### Source text
⟨

Although the heat of the summer is on, zucchini are in full swing, and I’ve been baking them quite often. This new recipe is a homestyle favorite, combining rice, baby bellas, zucchini, onions, and cream sauce. It’s super simple and perfect for that massive crop of fresh zucchini.
Wanna head straight to the recipe? Scroll to the bottom of this page.
I, like many of you most likely, am in a complete daze. This daze is turning into disbelief and mild anxiety and a moderate sadness about the state of our world. I read an excellent article in New York Times a few weeks ago from a mom, married with two young kids, who still has her job, her husband also still has his job, and her family is healthy. Everything’s going well on the outside, aside from, you know, our world, Coronavirus, racism, our president, and even though things in her life are seemingly great, she described her life as completely numb.
Oh man, that rings true. It hit me to the core. Numb.
Work is busier than it has ever been – sun up to sun down, 7 days a week, I’m at this computer, working, coming up with ways to save my hands from typing, and convincing myself that I still need enough energy to type this blog.
My marriage is rock solid, I mean could not be better. We can afford our lifestyle. Groceries and every single thing I need comes to my house, for goodness sake. My dog is healthy, I’m healthy, my husband’s healthy, my friends and family are healthy.
And yet. Our world. It’s making me so incredibly numb.
It’s like the shock of 2016’s election all over again. The complete and total disbelief. It’s just been building this whole damn year. And now here we are, heat of the summer, and I have no clue when life will get better.
So I take a lot of savasanas. A lot. For those not into yoga, that means lying down, on the floor, in total silence, with little movement, watching the breath. I’ve talked about this recently, saying that I sit a lot. “Sit” can mean meditation for many, but really, it’s just sitting for me. My minutes in meditation are less and less these days, which might actually be one of the other reasons of so much anxiety.
The savanasas help. I encourage you to try. I probably spend an hour a day now in savasana. It’s my only form of yoga these days. Doing a sun salutation just seems like a total joke.
I wasn’t as depressed until this weekend. My husband has made the excellent decision that we’d pick up our weekly date nights again, even though neither of us go into any public places. This form of our date nights means driving around to areas of Fort Worth that we don’t know. It’s been a lot of fun. I’ve lived here for about 9 years now, and most of this city I don’t know at all.

⟩

### Material supplied
⟨

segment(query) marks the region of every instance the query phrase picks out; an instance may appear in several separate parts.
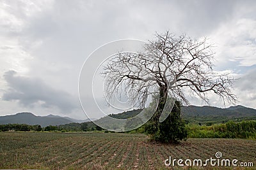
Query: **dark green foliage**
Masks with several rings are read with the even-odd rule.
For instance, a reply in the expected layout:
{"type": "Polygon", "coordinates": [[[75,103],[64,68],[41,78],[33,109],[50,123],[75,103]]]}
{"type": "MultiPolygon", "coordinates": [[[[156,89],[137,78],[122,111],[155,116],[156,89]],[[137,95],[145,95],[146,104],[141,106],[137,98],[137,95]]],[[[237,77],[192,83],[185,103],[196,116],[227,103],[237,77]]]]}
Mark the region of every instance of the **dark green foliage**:
{"type": "Polygon", "coordinates": [[[256,122],[228,122],[211,126],[189,126],[189,138],[256,138],[256,122]]]}
{"type": "Polygon", "coordinates": [[[41,127],[41,125],[38,125],[36,129],[36,131],[38,131],[38,132],[40,132],[40,131],[42,131],[42,129],[41,127]]]}
{"type": "Polygon", "coordinates": [[[54,125],[48,125],[44,128],[45,131],[53,131],[56,130],[57,130],[57,127],[54,125]]]}
{"type": "Polygon", "coordinates": [[[103,129],[101,128],[101,127],[99,127],[99,125],[96,125],[95,129],[96,129],[96,131],[99,131],[103,130],[103,129]]]}
{"type": "Polygon", "coordinates": [[[186,139],[188,130],[186,124],[180,118],[180,103],[175,104],[168,117],[162,122],[159,122],[159,117],[153,115],[152,118],[145,125],[146,134],[151,139],[161,143],[177,143],[186,139]]]}
{"type": "MultiPolygon", "coordinates": [[[[6,124],[0,125],[0,131],[37,131],[38,125],[29,125],[26,124],[6,124]]],[[[42,129],[41,129],[42,130],[42,129]]],[[[41,131],[40,130],[40,131],[41,131]]]]}

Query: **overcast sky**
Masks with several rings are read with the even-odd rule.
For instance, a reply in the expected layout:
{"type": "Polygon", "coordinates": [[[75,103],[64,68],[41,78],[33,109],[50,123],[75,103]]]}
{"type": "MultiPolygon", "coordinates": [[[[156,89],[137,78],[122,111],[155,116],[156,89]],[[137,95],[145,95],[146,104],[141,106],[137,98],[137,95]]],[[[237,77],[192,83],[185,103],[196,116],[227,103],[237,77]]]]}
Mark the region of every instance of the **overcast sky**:
{"type": "Polygon", "coordinates": [[[255,9],[253,0],[0,1],[0,115],[86,118],[77,86],[89,55],[109,41],[147,41],[167,30],[209,38],[214,70],[240,78],[237,104],[256,108],[255,9]]]}

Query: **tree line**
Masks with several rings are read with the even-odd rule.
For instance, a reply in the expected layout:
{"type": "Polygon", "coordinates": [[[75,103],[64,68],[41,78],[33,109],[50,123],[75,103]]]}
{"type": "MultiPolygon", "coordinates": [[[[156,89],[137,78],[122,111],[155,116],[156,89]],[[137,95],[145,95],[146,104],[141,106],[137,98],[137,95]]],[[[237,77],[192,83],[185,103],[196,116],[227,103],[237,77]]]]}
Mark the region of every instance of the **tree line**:
{"type": "Polygon", "coordinates": [[[93,122],[71,123],[60,125],[48,125],[42,127],[40,125],[27,125],[18,124],[9,124],[0,125],[0,132],[3,131],[62,131],[62,132],[78,132],[102,131],[102,129],[96,125],[93,122]]]}

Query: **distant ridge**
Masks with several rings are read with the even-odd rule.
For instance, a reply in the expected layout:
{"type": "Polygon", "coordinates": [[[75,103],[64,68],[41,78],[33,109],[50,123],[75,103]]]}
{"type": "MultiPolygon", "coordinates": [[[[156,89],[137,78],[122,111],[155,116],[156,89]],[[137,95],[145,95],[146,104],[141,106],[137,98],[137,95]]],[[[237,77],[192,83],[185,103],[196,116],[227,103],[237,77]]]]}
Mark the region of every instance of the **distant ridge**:
{"type": "Polygon", "coordinates": [[[22,112],[16,113],[15,115],[0,117],[0,124],[25,124],[28,125],[40,125],[42,127],[50,125],[58,125],[89,121],[90,121],[89,119],[77,120],[52,115],[44,117],[36,116],[29,112],[22,112]]]}
{"type": "MultiPolygon", "coordinates": [[[[134,110],[118,114],[111,114],[115,118],[129,118],[140,113],[141,110],[134,110]]],[[[181,117],[188,122],[224,123],[228,120],[256,120],[256,110],[241,105],[220,108],[213,106],[182,106],[181,117]]]]}

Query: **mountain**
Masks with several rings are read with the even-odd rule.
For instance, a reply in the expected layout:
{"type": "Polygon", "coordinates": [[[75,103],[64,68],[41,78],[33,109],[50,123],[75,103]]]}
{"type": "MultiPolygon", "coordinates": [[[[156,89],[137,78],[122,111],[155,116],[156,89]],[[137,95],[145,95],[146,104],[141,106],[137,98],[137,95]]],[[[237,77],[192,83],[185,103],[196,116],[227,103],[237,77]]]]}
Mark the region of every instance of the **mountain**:
{"type": "Polygon", "coordinates": [[[49,115],[45,117],[36,116],[31,113],[22,112],[15,115],[0,117],[0,124],[25,124],[28,125],[40,125],[42,127],[47,125],[64,125],[70,123],[81,123],[90,121],[86,120],[77,120],[69,117],[49,115]]]}
{"type": "Polygon", "coordinates": [[[182,117],[189,122],[225,122],[228,120],[256,119],[256,110],[238,105],[228,108],[212,106],[182,106],[182,117]]]}
{"type": "MultiPolygon", "coordinates": [[[[141,111],[141,110],[134,110],[118,114],[111,114],[109,116],[120,119],[129,118],[137,115],[141,111]]],[[[224,123],[228,120],[256,120],[256,110],[241,105],[228,108],[188,106],[182,106],[181,117],[187,122],[191,123],[224,123]]],[[[102,119],[100,120],[103,121],[102,119]]]]}

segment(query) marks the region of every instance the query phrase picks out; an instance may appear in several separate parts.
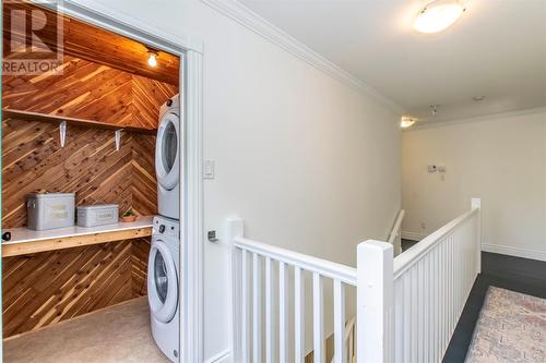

⟩

### What the task asks
Set down, word for word, the part of the zucchini blog post from "My marriage is" up to and including "will get better.".

### Response area
My marriage is rock solid, I mean could not be better. We can afford our lifestyle. Groceries and every single thing I need comes to my house, for goodness sake. My dog is healthy, I’m healthy, my husband’s healthy, my friends and family are healthy.
And yet. Our world. It’s making me so incredibly numb.
It’s like the shock of 2016’s election all over again. The complete and total disbelief. It’s just been building this whole damn year. And now here we are, heat of the summer, and I have no clue when life will get better.